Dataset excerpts
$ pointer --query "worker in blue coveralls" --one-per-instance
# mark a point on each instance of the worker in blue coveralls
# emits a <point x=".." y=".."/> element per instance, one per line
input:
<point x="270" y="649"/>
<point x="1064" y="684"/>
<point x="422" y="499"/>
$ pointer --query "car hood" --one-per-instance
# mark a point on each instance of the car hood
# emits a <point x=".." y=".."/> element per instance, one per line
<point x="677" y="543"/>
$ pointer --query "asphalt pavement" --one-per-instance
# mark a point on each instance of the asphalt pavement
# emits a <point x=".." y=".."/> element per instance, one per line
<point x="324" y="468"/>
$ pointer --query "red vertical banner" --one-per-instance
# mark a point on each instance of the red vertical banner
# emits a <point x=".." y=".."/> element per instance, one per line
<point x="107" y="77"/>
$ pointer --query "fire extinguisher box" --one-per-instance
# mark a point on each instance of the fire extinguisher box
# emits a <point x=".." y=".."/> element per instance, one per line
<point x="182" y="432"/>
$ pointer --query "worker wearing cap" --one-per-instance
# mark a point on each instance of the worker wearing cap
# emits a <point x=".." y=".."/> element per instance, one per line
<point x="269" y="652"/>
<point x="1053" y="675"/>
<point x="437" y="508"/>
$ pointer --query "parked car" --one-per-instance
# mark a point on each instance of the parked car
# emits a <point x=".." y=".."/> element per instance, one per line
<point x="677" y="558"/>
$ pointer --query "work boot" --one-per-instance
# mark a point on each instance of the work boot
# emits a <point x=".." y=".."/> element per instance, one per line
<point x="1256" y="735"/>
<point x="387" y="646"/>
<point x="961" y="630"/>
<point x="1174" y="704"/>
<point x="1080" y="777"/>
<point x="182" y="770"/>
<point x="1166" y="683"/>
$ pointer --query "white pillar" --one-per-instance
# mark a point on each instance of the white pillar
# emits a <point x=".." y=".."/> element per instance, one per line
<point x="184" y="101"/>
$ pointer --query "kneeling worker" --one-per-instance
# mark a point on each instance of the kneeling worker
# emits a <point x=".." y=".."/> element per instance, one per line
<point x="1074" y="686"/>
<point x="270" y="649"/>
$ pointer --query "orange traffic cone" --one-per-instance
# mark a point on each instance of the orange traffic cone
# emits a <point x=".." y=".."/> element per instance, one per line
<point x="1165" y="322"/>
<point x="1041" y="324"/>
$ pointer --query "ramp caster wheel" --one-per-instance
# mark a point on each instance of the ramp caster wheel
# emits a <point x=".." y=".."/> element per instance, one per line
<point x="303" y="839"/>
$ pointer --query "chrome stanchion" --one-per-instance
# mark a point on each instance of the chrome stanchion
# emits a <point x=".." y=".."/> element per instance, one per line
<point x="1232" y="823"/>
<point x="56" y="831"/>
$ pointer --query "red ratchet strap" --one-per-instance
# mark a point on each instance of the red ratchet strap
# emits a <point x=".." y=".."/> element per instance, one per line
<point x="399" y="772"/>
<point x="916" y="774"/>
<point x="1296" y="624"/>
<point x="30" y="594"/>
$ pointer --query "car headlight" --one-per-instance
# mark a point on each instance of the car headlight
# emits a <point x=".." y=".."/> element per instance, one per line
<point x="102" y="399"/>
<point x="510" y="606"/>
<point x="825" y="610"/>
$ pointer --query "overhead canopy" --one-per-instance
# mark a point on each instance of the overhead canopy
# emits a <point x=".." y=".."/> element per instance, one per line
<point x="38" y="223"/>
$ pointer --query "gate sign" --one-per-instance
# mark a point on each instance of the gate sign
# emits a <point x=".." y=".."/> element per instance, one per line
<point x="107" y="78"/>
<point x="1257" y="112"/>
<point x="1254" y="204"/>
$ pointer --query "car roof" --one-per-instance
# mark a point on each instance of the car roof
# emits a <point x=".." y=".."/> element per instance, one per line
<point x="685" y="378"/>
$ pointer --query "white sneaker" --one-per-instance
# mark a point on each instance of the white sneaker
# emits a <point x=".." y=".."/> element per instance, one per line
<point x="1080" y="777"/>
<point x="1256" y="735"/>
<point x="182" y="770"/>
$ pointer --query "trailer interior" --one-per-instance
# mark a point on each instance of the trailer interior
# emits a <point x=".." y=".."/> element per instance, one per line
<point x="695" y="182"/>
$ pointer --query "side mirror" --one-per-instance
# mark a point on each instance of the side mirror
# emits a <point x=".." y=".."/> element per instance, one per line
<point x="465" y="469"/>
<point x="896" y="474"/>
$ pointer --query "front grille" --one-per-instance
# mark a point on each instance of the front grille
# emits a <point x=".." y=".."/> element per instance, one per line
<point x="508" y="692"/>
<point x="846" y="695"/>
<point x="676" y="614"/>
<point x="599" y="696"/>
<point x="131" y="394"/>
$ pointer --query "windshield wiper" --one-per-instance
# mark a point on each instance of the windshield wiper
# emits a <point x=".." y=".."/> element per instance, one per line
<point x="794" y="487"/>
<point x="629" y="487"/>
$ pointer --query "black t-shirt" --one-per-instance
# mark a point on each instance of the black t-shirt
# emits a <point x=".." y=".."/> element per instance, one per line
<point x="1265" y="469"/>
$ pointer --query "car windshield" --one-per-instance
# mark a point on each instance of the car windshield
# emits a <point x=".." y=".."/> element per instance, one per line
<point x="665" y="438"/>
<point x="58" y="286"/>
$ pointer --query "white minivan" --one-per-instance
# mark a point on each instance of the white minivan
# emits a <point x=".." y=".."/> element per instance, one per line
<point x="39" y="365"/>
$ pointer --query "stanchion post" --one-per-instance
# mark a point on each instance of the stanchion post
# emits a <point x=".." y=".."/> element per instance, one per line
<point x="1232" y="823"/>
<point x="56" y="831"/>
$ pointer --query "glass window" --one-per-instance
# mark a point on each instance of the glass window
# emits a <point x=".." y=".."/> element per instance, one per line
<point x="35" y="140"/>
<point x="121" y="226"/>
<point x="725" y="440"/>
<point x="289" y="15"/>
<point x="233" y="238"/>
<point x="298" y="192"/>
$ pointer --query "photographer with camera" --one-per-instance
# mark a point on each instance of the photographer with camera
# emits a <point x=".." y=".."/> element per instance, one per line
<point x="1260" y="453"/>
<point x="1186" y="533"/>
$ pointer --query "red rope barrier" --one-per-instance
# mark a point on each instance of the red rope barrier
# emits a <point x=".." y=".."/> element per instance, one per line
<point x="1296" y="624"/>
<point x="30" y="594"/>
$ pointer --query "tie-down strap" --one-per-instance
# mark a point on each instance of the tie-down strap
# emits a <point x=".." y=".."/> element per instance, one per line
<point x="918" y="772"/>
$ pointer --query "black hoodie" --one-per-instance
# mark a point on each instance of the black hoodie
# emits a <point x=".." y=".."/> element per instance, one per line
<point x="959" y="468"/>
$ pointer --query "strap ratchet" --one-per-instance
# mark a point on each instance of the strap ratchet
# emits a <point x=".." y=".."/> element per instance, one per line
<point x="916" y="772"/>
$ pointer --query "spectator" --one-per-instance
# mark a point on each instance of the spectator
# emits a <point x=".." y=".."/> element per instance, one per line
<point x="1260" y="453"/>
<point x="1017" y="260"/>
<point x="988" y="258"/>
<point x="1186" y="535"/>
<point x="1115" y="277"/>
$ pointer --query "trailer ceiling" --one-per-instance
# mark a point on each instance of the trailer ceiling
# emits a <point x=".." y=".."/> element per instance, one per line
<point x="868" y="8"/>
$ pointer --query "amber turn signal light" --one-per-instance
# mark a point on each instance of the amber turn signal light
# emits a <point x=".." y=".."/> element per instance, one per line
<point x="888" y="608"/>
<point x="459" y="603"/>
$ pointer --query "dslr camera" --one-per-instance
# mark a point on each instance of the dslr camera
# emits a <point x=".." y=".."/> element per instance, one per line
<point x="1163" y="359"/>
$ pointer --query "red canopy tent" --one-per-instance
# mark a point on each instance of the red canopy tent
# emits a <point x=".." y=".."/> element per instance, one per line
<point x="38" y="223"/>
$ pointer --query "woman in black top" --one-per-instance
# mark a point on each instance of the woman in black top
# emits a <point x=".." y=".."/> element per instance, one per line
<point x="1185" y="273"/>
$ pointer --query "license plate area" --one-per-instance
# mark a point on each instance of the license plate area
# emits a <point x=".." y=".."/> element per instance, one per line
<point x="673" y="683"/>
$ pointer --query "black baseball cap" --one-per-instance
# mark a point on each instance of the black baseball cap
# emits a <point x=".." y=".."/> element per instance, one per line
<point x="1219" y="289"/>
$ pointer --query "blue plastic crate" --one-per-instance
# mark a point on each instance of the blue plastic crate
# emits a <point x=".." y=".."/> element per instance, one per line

### TASK BRIEF
Up to and including the line with "# mark a point on each instance of the car hood", repeat the data exactly, starting from its first line; nothing else belongs in the response.

### EXERCISE ANSWER
$ pointer --query "worker in blue coveralls" --one-per-instance
# mark a point on each instance of the worker in blue coveralls
# emits a <point x=".." y=".."/> element per instance, one per line
input:
<point x="270" y="649"/>
<point x="1064" y="684"/>
<point x="422" y="499"/>
$ pointer --query "car hood" --one-per-instance
# mark a point on each instance of the car hood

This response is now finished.